Set problem 1:
Do these statements agree with the foundation-cracks article below? Answer yes or no for each, quoting the deciding words. (a) As a rule of thumb, stone is the best type of foundation wall. (b) Cracks in concrete foundations usually run horizontally. (c) Almost half of the claims made against home inspectors are related to structure.

#### Reading passage

Cracks In The Foundation? Serious or Not

By
Home Inspector with Alert Home Services
https://activerain.com/droplet/4L5N

The following is a good article about foundation cracking. Cracks in foundation walls, to the untrained eye, are all serious when in fact that is untrue. As a native of the Denver Metro area and very knowledgeable of the expansive soils here it is in the best interest of your client that you have a knowledgeable and trained eye to detect if is truly serious or minor and superficial. 

Cracks in Basement Walls
by Gerry Aubrey of Blue Bell Consulting, Inc.
04-30-2004


When spring arrives we generally focus our attention on cleaning the house, cleaning the yard, and planting gardens. Before we venture out, let's head to the basement and check something really important: the basement walls. Winter is brutal. Freeze thaw cycles destroy streets and frozen rain pulls down wires and trees. Those same forces are busy below grade, and they can wreak havoc on the home's structure. When the ground freezes, it swells and pushes against the foundation. This pressure can crack the wall, resulting in serious damage to the home. Almost 1/3 of the claims made against home inspectors are related to structure. The vast majority deal with structural failures discovered after renovations begin and were not visible to the inspector, but the central issue is the structure which is very important. A house is only at strong as its' foundation.

The first order of business is pull everything away from the walls so you can see all sides, top to bottom. If you finish your basement, build the walls out far enough so you can examine the foundation. What type of walls do you have? A rule of thumb, stone is the best. This is only present in very old houses, but it's the most solid foundation you can have. Poured concrete is the next best thing to stone. You are inspecting it to find damage that can result in structural failure. Concrete foundations often crack. The crack is usually vertical. It is caused by shrinkage of the concrete as it cures. If you find a vertical crack, rub your fingers across it. If both sides of the crack are even, the crack is most likely from shrinkage. This is a common cracking pattern and is rarely a structural concern. If you have water entering through the crack, get it professionally repaired. If you can fit a dime in it, get it fixed. Occasionally the wall on each side of the crack is not even. This type of crack may have been caused by a backhoe operator in a hurry. Walls are sometimes cracked during the backfilling process.

########

Set problem 2:
Which of the rows below contain the string "marking"? Gather each such row and copy it out, treating uppercase and lowercase as different.

#### Stored data

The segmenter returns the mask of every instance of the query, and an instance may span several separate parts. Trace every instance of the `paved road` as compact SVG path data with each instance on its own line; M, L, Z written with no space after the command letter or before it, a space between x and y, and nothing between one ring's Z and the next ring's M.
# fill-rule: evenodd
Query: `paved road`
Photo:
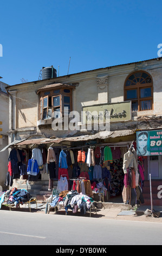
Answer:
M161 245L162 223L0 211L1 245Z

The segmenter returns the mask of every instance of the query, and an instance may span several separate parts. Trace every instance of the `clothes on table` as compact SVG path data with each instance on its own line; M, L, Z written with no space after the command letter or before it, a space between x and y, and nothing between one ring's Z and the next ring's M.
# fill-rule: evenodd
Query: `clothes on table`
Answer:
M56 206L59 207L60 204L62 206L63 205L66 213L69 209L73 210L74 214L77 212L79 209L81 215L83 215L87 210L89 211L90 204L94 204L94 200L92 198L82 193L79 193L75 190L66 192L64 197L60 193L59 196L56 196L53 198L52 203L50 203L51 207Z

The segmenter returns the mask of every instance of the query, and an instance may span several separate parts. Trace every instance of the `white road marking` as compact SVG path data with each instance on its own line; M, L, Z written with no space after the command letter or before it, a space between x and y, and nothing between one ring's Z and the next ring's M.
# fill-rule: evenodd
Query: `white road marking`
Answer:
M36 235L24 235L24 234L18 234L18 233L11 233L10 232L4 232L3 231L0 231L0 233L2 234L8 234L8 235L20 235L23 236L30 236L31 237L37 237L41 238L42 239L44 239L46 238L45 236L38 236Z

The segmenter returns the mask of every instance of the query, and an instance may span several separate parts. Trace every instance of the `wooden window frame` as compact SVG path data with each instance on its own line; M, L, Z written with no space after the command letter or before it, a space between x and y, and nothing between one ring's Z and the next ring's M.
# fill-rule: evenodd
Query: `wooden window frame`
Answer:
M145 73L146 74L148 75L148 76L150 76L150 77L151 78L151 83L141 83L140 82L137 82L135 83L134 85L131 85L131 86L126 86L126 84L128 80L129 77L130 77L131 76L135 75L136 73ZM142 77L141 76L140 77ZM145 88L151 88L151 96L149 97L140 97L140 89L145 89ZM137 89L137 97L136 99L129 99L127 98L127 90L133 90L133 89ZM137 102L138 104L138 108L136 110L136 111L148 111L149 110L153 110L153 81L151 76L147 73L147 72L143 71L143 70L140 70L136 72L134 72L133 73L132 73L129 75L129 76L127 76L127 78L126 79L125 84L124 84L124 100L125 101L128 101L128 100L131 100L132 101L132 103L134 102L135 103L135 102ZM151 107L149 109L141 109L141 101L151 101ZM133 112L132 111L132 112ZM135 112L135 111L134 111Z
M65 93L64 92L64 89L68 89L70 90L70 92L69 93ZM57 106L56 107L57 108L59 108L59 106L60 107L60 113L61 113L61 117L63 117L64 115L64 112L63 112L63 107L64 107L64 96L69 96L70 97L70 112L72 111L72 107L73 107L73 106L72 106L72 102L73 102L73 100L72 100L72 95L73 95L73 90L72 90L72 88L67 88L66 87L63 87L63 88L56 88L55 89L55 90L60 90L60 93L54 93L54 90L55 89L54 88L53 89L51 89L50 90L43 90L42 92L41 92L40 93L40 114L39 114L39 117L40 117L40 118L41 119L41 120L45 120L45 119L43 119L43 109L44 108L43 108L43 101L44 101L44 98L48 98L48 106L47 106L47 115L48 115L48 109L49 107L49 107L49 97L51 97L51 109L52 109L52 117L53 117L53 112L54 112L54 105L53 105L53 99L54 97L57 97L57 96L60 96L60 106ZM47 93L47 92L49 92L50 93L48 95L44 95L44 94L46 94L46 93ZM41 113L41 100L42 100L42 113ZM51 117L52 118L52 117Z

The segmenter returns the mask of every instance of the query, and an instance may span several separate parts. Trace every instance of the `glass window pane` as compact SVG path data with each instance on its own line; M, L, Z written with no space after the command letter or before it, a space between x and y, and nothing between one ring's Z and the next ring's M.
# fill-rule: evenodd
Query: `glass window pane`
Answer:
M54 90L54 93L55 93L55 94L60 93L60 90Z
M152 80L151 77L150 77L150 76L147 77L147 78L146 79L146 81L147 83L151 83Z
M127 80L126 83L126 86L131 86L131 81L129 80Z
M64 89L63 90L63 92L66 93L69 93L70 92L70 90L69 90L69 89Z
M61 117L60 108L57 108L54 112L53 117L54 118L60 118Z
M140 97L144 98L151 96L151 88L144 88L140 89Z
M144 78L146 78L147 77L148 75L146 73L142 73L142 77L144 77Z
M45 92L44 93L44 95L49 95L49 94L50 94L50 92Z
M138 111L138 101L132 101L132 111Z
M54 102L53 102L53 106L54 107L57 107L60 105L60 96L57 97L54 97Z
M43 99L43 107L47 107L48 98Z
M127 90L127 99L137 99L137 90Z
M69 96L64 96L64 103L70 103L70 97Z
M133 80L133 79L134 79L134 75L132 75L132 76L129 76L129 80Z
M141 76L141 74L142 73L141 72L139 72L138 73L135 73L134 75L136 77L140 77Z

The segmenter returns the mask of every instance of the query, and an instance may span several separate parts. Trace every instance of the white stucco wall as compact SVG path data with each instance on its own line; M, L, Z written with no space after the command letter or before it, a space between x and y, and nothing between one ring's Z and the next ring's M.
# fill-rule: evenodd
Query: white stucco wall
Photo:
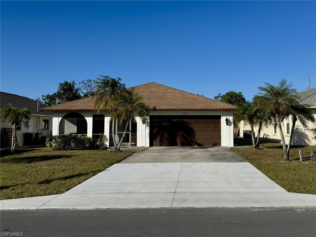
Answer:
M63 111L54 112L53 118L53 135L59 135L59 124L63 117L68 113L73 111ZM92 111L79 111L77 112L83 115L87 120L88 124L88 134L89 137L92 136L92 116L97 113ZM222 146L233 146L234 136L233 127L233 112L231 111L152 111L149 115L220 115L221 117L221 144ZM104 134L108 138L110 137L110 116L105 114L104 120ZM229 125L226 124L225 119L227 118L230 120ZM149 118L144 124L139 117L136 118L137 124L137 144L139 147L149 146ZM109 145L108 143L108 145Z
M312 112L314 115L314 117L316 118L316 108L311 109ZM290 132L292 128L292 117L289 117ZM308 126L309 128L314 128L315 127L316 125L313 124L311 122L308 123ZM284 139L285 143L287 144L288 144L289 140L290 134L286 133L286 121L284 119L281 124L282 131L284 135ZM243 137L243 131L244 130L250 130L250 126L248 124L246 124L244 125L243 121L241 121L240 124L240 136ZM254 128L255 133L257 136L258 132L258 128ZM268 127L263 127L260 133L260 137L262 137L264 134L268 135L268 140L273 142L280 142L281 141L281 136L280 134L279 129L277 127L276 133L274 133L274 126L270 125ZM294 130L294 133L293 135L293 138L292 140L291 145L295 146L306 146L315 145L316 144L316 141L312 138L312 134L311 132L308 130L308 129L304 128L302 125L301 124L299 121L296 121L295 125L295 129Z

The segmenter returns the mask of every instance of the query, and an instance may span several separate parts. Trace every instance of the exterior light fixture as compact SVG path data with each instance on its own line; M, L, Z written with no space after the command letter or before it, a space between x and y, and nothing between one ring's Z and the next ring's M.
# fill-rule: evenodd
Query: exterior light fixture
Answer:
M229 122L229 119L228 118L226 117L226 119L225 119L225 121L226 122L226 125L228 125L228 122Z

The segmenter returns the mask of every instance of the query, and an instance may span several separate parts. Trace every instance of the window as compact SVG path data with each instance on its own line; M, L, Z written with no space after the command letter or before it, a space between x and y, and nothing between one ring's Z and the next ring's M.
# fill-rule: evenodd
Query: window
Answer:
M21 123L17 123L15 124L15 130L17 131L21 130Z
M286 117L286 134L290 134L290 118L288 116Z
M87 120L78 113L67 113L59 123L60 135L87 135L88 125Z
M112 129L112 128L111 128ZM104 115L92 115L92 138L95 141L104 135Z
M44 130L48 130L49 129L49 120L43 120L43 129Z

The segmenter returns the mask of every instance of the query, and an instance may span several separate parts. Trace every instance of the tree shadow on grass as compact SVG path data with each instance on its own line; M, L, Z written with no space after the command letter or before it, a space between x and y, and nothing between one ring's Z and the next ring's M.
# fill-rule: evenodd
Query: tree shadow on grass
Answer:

########

Response 1:
(a) Yes: "A rule of thumb, stone is the best."
(b) No: "The crack is usually vertical."
(c) No: "Almost 1/3 of the claims made against home inspectors are related to structure."

Response 2:
The segmenter returns the mask of every instance of the query, and an instance may span several separate parts. Trace every instance of the `white road marking` as compact SVG path data with each instance on its own line; M, L, Z written with no space after the command letter or before it, a space between x and y, and nothing between one ring's Z and the next ring's M.
Query: `white road marking`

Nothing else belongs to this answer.